**AIM:** Copy the items below word for word, starting at the line that contains "Where can you see the worker" and ending with the last line of the items.

Stored dataset items:
— Begin —
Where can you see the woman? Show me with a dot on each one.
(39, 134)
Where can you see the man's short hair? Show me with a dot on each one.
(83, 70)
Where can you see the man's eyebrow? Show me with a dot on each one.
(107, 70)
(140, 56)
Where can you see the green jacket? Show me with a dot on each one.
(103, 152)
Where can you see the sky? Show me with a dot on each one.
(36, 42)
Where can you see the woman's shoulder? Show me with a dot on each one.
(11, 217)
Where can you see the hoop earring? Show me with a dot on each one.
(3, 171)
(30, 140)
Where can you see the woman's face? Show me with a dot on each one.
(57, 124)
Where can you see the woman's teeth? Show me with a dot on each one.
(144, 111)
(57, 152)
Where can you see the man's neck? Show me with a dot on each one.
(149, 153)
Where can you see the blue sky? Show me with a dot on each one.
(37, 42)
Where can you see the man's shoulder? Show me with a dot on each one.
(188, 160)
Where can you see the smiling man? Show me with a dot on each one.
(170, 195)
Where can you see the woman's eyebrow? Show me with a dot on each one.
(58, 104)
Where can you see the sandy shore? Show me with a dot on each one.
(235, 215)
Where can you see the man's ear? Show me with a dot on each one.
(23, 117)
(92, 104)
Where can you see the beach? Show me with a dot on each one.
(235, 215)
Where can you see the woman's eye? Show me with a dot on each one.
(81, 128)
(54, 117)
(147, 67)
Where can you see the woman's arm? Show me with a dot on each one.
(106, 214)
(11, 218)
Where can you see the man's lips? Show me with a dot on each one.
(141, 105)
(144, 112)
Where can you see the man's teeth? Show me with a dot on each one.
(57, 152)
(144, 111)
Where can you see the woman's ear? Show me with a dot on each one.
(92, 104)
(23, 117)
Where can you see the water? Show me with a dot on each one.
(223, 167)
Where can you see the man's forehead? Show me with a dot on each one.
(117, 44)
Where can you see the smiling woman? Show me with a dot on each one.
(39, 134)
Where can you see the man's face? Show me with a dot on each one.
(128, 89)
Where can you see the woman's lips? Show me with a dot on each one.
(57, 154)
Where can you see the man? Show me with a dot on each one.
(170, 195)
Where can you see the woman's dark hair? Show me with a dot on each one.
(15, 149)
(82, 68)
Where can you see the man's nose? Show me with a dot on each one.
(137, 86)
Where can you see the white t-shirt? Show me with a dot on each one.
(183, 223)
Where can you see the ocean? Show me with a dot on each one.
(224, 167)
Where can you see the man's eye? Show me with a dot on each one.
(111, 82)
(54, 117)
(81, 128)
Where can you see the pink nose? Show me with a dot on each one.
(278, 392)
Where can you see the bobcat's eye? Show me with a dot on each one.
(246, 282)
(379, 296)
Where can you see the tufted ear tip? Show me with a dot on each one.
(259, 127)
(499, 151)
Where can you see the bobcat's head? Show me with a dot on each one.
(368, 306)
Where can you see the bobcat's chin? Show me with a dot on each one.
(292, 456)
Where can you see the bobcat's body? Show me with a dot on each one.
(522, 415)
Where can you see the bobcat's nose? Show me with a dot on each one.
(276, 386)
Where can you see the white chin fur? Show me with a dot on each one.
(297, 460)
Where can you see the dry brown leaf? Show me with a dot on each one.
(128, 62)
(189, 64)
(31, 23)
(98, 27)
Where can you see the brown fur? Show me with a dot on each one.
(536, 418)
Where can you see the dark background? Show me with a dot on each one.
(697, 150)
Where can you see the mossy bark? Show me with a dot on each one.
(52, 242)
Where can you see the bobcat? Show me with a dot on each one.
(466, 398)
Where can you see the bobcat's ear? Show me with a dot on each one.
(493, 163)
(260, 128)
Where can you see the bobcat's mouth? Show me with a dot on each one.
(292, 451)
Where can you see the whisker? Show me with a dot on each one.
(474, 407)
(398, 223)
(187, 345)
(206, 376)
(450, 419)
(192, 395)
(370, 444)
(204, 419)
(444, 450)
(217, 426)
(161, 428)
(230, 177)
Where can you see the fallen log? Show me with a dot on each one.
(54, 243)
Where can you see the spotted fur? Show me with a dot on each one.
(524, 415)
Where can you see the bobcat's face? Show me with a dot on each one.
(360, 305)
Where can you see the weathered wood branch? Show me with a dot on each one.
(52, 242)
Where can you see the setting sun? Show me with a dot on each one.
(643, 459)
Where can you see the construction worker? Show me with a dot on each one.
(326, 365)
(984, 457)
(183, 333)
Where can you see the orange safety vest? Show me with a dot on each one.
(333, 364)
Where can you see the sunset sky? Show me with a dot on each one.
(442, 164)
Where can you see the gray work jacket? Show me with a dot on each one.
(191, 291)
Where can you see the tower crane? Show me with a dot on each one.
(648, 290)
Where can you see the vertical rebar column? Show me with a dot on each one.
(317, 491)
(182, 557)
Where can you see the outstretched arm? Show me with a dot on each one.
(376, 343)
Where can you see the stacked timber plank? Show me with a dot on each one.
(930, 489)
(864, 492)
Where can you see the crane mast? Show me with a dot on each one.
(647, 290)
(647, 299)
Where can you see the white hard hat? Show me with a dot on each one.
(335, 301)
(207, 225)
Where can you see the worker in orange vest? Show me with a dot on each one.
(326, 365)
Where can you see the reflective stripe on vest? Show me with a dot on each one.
— End —
**TASK SOLUTION:**
Where can you see the worker in orange vest? Show me with a dot on each one.
(326, 365)
Where can you see the reflective stripe on vest? Show me with a dot on each one.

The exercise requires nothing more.